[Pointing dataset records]
►
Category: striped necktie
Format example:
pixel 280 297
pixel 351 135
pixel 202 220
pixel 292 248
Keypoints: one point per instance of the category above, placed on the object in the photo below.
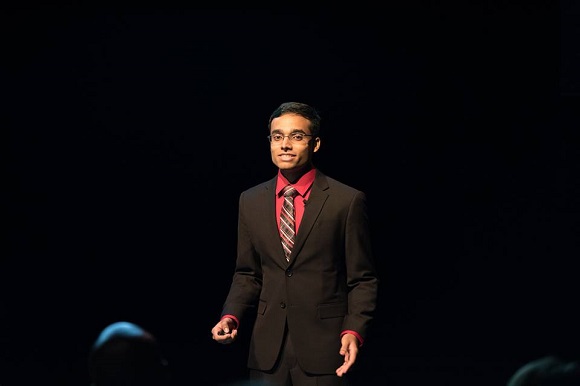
pixel 287 225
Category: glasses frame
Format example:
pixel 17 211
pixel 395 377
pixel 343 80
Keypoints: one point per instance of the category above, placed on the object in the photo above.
pixel 288 136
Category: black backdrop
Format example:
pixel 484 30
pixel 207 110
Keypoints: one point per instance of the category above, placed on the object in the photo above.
pixel 132 132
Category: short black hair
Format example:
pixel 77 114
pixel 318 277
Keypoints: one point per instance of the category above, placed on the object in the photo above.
pixel 302 109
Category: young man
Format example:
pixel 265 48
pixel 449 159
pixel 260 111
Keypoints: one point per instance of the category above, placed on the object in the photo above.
pixel 312 290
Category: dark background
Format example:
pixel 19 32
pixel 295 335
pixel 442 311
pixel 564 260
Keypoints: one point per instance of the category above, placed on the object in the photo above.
pixel 132 132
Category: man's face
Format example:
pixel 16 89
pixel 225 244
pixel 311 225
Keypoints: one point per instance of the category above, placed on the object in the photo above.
pixel 289 153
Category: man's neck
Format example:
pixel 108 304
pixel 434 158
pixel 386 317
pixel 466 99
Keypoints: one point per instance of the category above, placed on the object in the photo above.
pixel 293 175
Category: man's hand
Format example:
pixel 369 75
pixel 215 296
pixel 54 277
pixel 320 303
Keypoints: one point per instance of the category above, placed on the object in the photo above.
pixel 349 350
pixel 225 331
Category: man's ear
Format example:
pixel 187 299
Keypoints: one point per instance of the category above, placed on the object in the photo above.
pixel 316 144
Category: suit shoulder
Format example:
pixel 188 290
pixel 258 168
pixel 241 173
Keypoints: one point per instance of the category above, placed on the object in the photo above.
pixel 341 186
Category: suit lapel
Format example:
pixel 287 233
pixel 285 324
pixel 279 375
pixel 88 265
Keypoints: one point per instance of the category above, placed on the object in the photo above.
pixel 316 200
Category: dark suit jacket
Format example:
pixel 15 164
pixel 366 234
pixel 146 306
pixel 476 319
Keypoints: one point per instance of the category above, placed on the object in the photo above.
pixel 330 284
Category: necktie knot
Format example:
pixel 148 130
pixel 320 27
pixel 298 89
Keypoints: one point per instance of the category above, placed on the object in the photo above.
pixel 289 191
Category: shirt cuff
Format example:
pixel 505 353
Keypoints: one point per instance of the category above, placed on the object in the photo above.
pixel 356 334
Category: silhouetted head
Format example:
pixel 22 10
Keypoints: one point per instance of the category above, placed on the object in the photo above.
pixel 547 371
pixel 125 354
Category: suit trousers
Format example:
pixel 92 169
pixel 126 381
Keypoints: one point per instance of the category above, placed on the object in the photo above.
pixel 287 371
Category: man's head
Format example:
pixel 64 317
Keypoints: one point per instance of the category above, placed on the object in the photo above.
pixel 125 354
pixel 294 138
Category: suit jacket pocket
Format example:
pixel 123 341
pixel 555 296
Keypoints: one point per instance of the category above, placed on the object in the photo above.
pixel 262 305
pixel 335 310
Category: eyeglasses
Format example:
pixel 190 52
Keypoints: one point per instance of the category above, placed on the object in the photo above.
pixel 294 137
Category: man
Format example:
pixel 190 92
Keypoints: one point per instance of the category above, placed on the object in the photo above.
pixel 312 306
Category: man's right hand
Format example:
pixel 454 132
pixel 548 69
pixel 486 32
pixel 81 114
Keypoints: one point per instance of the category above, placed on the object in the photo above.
pixel 224 331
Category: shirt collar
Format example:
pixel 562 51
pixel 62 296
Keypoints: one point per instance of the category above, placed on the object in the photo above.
◄
> Task directions: Reproduce the records word for word, starting at the line that contains "Category: suit trousers" and going through the end of the records.

> Written answer:
Category: suit trousers
Format example:
pixel 92 169
pixel 126 381
Keypoints: one point per instance of the category above, placed on the object in the photo above.
pixel 287 371
Category: man's head
Format example:
pixel 64 317
Keypoints: one point per instance of the category above, placed on the object in the photo above.
pixel 125 354
pixel 294 138
Category: suit jacket pocket
Format example:
pixel 123 341
pixel 555 296
Keypoints: one point per instance of the category above, placed on the object in the photo above.
pixel 262 305
pixel 335 310
Category: eyeglasses
Format example:
pixel 190 52
Keypoints: one point per instance of the category above, placed on the object in the photo above.
pixel 294 137
Category: man
Format example:
pixel 190 92
Keypoints: one point per instance of the category above, placed on the object in the photo above.
pixel 312 306
Category: man's right hand
Format example:
pixel 454 132
pixel 548 69
pixel 486 32
pixel 81 114
Keypoints: one point per instance of the category above, placed on the object in the photo above.
pixel 224 331
Category: shirt collar
Format example:
pixel 562 51
pixel 62 296
Keypoints: one point per instance of the category above, placed on the object in the photo above.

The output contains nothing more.